TRAVAIL DEMANDÉ =>
A. Recopiez sans rien changer le passage de l'extrait du document qui commence aux mots « Tout d'abord, l'annexe » et s'arrête après les mots « Guillaume en juin 2011 ? ».
B. Répondez d'après l'extrait du document aux questions ci-dessous, en numérotant chaque réponse comme sa question.
(i) À qui Élisabeth Borne a-t-elle confié la mission sur les allègements généraux ?
(ii) Qui a remis le rapport du comité d'évaluation des dépenses fiscales et des niches sociales, et à quelle date ?
(iii) Quels comptes la Cour des comptes s'est-elle déclarée dans l'impossibilité de certifier ?

------ EXTRAIT DU DOCUMENT ------

J'aurais trois questions à ce sujet.

Tout d'abord, l'annexe présente comme « ayant fait l'objet d'une évaluation » les allègements généraux de cotisations patronales, qui représentent les trois quarts du coût total des niches. Nous souhaiterions vivement avoir connaissance du rapport définitif de la mission sur les allègements généraux confiée par Élisabeth Borne à Antoine Bozio et Étienne Wasmer, seul le rapport d'étape ayant été publié en avril. Quand le rapport définitif sera-t-il publié, et pourrions-nous en être destinataires ?

Ensuite, serait-il envisageable de synthétiser clairement l'efficacité des différentes niches dans l'annexe, par exemple via un système de notation des niches, comme celui mis en place dans le rapport du comité d'évaluation des dépenses fiscales et des niches sociales, remis par Henri Guillaume en juin 2011 ?

Enfin, quels sont vos objectifs pour le prochain Placss ? Prévoyez-vous d'évaluer au moins un tiers des niches, conformément à l'obligation organique ?

Je souhaiterais vous interroger sur un dernier point. Après avoir refusé de certifier les comptes 2022 de la branche famille et de la Caisse nationale des allocations familiales (Cnaf), la Cour des comptes s'est déclarée dans l'impossibilité de certifier les comptes 2023. Les indicateurs de « risques financiers résiduels », relatifs aux prestations dont le montant est erroné, continuent pourtant de se dégrader à 9 mois, et ils ne s'améliorent que légèrement à 24 mois.

Quelle appréciation portez-vous sur cette impossibilité de certification ? Pouvez-vous faire le point sur les actions en cours ? Êtes-vous confiant sur la certification des comptes 2024 ?

------ DONNÉES ÉTUDIÉES ------

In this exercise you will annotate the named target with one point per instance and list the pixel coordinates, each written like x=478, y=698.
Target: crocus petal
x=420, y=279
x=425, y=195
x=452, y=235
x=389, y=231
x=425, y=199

------
------ DONNÉES ÉTUDIÉES ------

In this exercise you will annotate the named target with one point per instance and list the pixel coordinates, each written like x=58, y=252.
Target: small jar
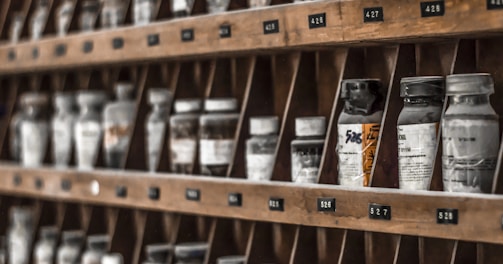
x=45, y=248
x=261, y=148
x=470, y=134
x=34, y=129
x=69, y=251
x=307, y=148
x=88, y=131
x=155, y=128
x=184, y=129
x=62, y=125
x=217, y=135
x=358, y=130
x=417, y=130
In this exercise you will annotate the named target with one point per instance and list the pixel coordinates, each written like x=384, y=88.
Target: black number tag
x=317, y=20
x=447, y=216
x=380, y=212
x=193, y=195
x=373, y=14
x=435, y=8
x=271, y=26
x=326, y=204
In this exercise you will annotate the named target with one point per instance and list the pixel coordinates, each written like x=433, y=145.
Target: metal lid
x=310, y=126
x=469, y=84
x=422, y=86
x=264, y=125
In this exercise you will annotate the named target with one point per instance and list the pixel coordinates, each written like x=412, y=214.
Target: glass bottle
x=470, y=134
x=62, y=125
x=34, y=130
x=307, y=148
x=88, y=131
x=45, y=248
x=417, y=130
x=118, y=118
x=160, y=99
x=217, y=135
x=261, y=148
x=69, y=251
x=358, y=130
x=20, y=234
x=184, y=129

------
------ DONNÉES ÉTUDIÉES ------

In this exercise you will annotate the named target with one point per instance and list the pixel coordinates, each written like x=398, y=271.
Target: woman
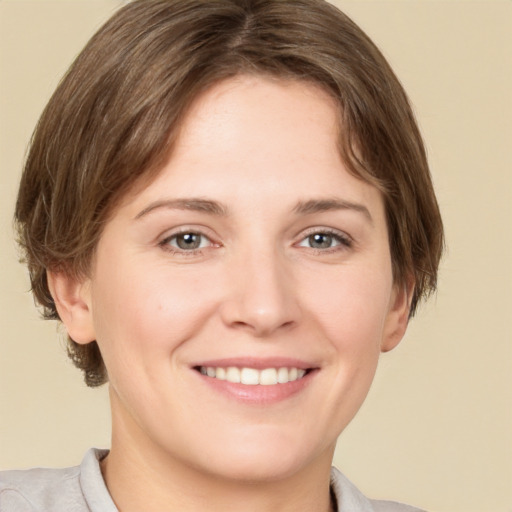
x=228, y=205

------

RÉPONSES PAR POINT =>
A.
Tout d'abord, l'annexe présente comme « ayant fait l'objet d'une évaluation » les allègements généraux de cotisations patronales, qui représentent les trois quarts du coût total des niches. Nous souhaiterions vivement avoir connaissance du rapport définitif de la mission sur les allègements généraux confiée par Élisabeth Borne à Antoine Bozio et Étienne Wasmer, seul le rapport d'étape ayant été publié en avril. Quand le rapport définitif sera-t-il publié, et pourrions-nous en être destinataires ?

Ensuite, serait-il envisageable de synthétiser clairement l'efficacité des différentes niches dans l'annexe, par exemple via un système de notation des niches, comme celui mis en place dans le rapport du comité d'évaluation des dépenses fiscales et des niches sociales, remis par Henri Guillaume en juin 2011 ?

B.
(i) Elle l'a confiée à Antoine Bozio et Étienne Wasmer.
(ii) Henri Guillaume l'a remis en juin 2011.
(iii) Il s'agit des comptes 2023.